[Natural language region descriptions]
::::::::
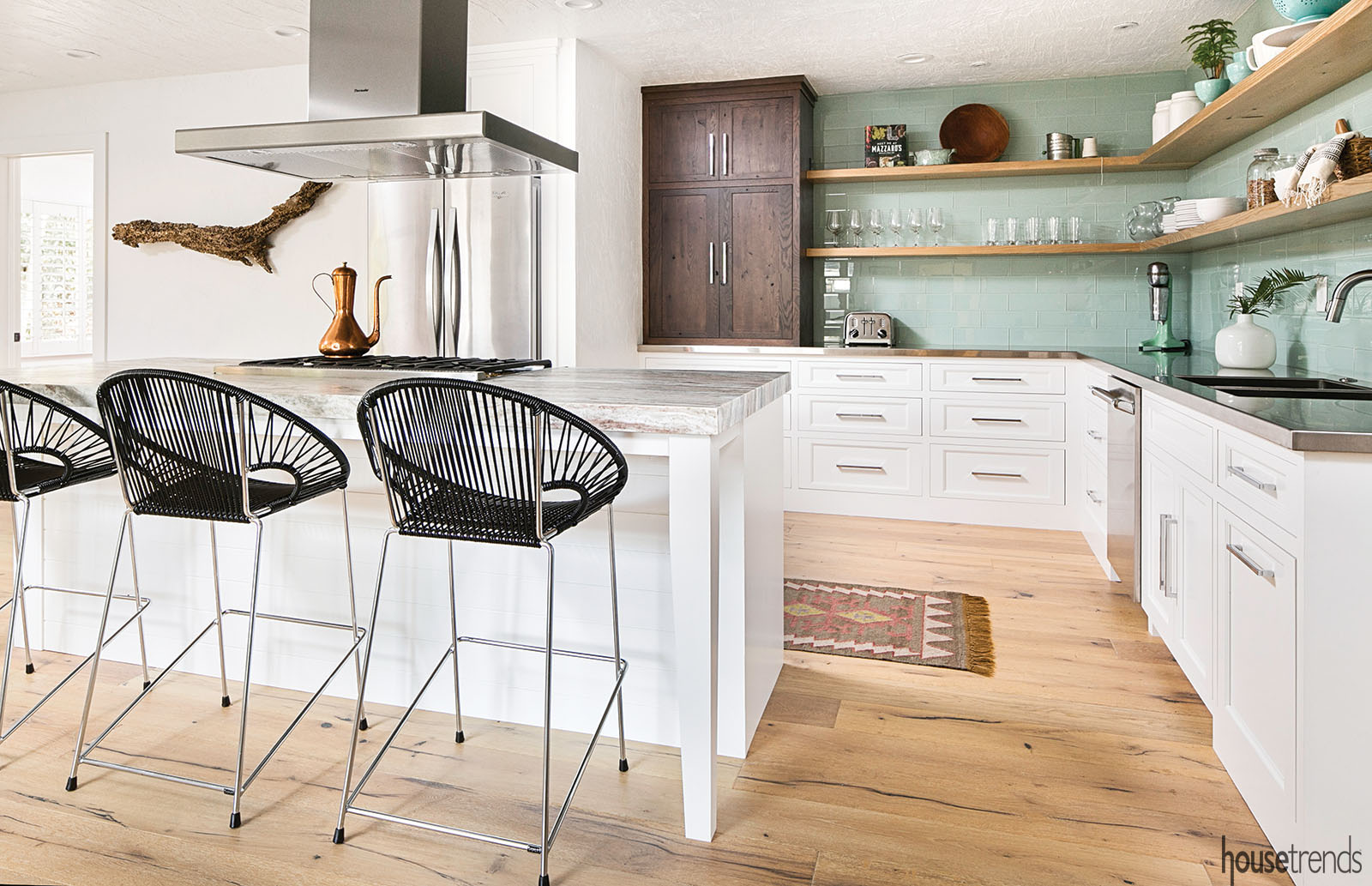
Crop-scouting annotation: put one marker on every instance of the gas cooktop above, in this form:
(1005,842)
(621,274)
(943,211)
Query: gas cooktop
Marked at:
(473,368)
::::::::
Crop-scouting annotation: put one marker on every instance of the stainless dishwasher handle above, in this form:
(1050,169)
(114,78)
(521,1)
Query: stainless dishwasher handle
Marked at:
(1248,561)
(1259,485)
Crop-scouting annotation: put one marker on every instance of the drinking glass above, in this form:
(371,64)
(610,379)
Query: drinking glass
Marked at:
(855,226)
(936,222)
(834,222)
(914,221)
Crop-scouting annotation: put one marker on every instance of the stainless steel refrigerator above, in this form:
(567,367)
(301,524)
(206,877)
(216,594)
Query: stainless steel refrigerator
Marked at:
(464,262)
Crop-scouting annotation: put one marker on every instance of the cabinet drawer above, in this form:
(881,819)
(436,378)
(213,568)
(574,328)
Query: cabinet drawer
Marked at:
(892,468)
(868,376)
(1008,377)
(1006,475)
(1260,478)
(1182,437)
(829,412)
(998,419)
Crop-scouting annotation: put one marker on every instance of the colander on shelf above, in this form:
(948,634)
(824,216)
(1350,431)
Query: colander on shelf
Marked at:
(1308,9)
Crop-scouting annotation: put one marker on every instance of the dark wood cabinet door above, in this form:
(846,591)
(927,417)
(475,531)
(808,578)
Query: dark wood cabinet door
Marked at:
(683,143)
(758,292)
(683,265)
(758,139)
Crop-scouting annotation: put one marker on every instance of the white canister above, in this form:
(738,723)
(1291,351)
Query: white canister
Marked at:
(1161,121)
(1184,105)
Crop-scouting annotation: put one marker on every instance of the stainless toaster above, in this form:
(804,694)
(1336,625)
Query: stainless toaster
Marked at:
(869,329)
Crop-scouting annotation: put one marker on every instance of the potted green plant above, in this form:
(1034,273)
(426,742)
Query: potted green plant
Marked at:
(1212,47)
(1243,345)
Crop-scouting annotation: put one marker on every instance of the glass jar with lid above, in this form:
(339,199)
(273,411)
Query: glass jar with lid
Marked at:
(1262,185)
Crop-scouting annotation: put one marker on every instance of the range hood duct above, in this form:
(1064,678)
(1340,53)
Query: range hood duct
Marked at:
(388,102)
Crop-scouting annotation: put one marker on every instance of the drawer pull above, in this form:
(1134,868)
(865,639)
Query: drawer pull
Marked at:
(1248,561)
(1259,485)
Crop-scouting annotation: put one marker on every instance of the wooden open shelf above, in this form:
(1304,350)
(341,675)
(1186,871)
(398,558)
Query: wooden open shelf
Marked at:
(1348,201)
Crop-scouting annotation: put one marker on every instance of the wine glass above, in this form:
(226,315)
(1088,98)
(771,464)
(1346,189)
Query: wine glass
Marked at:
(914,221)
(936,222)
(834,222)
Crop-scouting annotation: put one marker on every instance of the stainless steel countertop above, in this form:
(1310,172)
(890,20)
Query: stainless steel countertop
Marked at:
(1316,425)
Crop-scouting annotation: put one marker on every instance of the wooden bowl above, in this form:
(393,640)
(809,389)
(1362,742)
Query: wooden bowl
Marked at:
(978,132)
::::::::
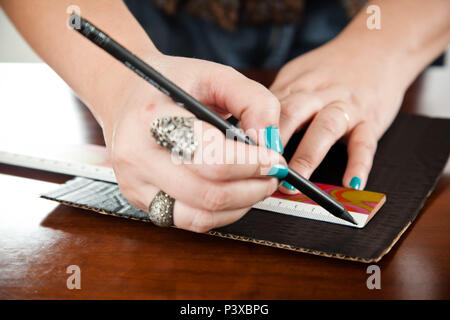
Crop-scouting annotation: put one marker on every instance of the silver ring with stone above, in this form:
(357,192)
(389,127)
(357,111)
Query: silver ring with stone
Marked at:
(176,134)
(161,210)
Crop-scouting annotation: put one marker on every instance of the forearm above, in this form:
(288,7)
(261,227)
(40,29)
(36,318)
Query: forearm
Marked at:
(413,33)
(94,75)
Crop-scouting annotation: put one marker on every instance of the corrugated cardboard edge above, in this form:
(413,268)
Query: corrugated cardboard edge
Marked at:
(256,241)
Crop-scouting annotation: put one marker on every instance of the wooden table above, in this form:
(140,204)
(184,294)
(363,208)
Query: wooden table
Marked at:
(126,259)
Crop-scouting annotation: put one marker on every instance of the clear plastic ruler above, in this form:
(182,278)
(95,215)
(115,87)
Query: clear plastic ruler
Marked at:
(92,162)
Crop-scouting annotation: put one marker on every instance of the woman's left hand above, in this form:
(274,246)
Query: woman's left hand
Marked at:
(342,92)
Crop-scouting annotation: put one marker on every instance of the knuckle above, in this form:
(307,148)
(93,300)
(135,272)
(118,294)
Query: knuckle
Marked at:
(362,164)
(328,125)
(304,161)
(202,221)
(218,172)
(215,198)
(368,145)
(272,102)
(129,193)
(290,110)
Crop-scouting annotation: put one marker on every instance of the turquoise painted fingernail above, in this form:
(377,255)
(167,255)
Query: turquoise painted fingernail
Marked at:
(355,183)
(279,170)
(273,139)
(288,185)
::::::::
A single number is the whole answer: report how many lines in the data above include the word "corrugated".

2